┌────────
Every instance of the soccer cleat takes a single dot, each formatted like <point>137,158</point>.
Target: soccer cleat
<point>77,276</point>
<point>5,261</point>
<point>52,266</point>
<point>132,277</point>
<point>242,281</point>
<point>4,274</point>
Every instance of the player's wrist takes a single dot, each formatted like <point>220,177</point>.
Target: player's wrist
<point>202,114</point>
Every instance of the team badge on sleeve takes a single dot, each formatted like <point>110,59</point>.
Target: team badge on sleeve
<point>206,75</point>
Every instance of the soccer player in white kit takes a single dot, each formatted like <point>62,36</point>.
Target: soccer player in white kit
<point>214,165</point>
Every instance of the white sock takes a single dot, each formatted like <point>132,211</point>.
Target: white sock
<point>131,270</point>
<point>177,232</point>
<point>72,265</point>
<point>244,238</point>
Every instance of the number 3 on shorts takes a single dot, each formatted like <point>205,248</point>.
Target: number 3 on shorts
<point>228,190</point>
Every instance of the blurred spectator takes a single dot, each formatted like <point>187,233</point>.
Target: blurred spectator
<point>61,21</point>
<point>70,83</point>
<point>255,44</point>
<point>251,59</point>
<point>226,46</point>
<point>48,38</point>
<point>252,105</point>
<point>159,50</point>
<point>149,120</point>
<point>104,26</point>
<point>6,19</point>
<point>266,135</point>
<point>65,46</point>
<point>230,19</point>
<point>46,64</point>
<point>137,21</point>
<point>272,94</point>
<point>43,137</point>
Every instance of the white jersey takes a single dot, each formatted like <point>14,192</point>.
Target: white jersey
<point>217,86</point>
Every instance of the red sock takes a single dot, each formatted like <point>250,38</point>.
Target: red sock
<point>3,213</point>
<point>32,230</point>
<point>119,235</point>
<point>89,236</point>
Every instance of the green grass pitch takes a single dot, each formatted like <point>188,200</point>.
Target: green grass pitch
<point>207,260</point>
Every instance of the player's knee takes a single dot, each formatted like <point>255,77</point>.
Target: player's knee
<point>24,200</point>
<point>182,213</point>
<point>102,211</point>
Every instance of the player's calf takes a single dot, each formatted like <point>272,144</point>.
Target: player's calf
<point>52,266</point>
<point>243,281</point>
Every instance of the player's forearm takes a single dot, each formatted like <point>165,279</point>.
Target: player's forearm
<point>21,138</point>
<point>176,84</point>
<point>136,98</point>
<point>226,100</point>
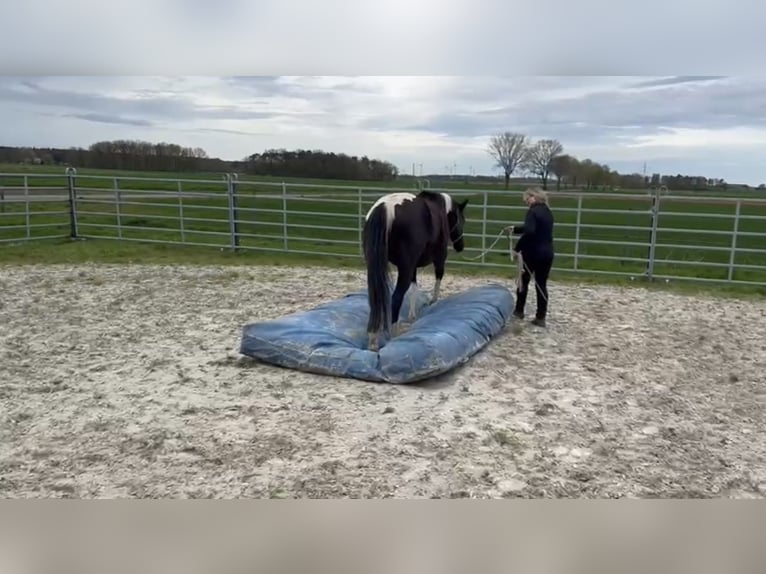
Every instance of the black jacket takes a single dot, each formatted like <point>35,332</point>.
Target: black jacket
<point>536,233</point>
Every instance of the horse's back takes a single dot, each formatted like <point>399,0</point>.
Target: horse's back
<point>390,201</point>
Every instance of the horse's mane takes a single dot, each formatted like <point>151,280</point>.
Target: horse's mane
<point>432,196</point>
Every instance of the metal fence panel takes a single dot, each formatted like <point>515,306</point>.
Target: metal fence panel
<point>674,237</point>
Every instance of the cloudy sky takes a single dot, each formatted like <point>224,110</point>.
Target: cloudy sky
<point>713,126</point>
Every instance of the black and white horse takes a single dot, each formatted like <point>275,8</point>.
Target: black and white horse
<point>410,231</point>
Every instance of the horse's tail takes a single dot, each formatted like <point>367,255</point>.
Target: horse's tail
<point>375,241</point>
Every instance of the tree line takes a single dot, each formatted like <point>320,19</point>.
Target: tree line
<point>137,155</point>
<point>545,159</point>
<point>516,154</point>
<point>316,163</point>
<point>129,155</point>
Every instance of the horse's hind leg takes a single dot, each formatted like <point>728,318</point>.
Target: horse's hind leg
<point>402,283</point>
<point>413,295</point>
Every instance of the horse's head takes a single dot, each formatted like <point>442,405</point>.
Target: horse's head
<point>456,221</point>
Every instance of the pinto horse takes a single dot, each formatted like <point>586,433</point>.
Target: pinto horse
<point>410,231</point>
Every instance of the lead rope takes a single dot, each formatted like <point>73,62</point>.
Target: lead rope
<point>520,265</point>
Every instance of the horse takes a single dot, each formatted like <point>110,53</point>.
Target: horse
<point>409,231</point>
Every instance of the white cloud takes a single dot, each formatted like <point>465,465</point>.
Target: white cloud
<point>709,127</point>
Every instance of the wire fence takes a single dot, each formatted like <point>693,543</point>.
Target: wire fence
<point>655,235</point>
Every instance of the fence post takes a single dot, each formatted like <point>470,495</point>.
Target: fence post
<point>734,239</point>
<point>118,201</point>
<point>653,235</point>
<point>578,223</point>
<point>26,206</point>
<point>484,226</point>
<point>181,211</point>
<point>359,220</point>
<point>231,179</point>
<point>284,216</point>
<point>72,187</point>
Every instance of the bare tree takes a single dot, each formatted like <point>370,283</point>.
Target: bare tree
<point>562,167</point>
<point>539,158</point>
<point>508,150</point>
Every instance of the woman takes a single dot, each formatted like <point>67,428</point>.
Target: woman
<point>536,248</point>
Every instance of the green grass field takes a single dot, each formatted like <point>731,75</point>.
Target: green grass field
<point>326,219</point>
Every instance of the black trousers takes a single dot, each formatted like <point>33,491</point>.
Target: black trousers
<point>540,264</point>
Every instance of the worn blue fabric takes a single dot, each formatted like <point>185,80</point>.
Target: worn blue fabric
<point>332,339</point>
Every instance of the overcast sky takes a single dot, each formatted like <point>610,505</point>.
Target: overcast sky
<point>712,126</point>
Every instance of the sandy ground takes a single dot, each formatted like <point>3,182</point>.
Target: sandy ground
<point>124,381</point>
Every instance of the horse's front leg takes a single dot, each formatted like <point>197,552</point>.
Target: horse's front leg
<point>439,264</point>
<point>402,283</point>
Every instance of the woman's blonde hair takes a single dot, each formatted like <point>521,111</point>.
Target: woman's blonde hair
<point>537,194</point>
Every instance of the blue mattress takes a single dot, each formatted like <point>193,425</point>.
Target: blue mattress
<point>331,338</point>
└────────
§ Your task
Rewrite every line from the start of the records up to and including the line with "<point>228,190</point>", requests included. Multiply the point coordinates in the answers by 1.2 and round them to whole numbers, with halves going up; keep the numbers in the requests and their format samples as they are.

§ Exercise solution
Every instance of the soccer cleat takes a single dot, each formatted like <point>137,158</point>.
Target: soccer cleat
<point>92,331</point>
<point>6,313</point>
<point>62,319</point>
<point>158,332</point>
<point>290,337</point>
<point>5,329</point>
Every instance of the player's wrist takes a single dot, each formatted like <point>220,177</point>.
Target: player's wrist
<point>242,137</point>
Every instance of the team badge on sleeve takes a single dot, each formatted like <point>110,59</point>.
Target: team badge on sleeve
<point>247,90</point>
Every instance of the soccer player in white kit takes a single dot, each formatted like <point>62,36</point>.
Target: soccer player in white kit
<point>257,198</point>
Every instance of the white sock takes a single dot, each formatted like <point>132,211</point>.
Target: white sock
<point>157,324</point>
<point>212,278</point>
<point>86,318</point>
<point>293,286</point>
Every instance of the number 3 on shorts takes a single dot, each formatted like <point>205,248</point>.
Target: number 3 on shorts
<point>274,228</point>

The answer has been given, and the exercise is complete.